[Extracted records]

[START]

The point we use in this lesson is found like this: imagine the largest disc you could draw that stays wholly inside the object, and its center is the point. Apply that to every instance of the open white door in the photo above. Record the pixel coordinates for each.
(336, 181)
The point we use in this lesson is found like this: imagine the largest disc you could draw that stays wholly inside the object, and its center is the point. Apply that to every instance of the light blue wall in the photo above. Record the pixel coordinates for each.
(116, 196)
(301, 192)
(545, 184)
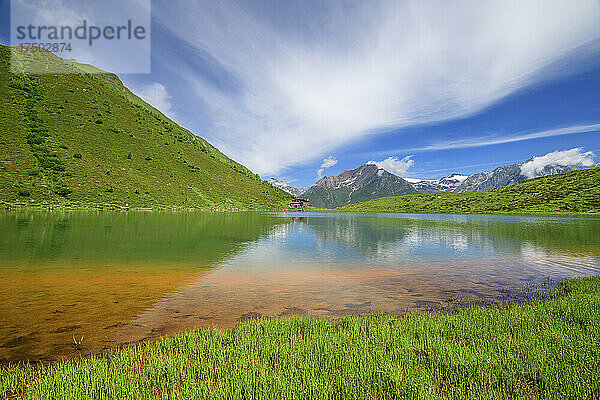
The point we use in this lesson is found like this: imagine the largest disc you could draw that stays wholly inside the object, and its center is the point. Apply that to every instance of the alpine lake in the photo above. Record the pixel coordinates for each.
(76, 283)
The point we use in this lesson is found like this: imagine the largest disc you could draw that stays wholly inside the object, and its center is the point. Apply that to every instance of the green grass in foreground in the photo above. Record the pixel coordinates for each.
(570, 193)
(546, 349)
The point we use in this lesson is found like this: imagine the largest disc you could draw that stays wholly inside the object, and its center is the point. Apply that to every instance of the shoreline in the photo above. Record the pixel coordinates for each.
(535, 349)
(59, 208)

[END]

- What you will do
Copy all the records above exactly, but leave out the pictures.

- Solution for this problem
The point we use in this lesson is found like this: imagine the largest disc you could draw that stays wholly inside the object, and its center is the point. Apply that to every instance of the open white door in the photo above. Record the pixel coordinates for each.
(336, 181)
The point we use in this lesson is found like this: imagine the largest disc you could draw that stays wholly inside the object, and its center is the point. Apply that to every instance of the light blue wall in the photo above. Record the pixel coordinates for each.
(116, 196)
(301, 192)
(545, 184)
The point we use in this lesson is found like this: imagine the largest disc you could draw that stays wholly inside the object, and its center is the point. Apply that to every instance of the alpine lake in the photo above. Record the pixel coordinates for each.
(76, 283)
The point we use in this lesson is found like this: imagine the largest disc you could draw that stays wholly inside the object, and its center is the point. Apply that to every instance of the green grass in foreground in the photo above. Record the pixel coordinates for each.
(570, 193)
(546, 349)
The point we use in this lesson is found like this: imagine the largest disc you could draw that stays wholly inside the object, and its center is the point. Apply that to every instance of the shoreline in the photo above. Record the pixel coordinates for each.
(535, 349)
(59, 208)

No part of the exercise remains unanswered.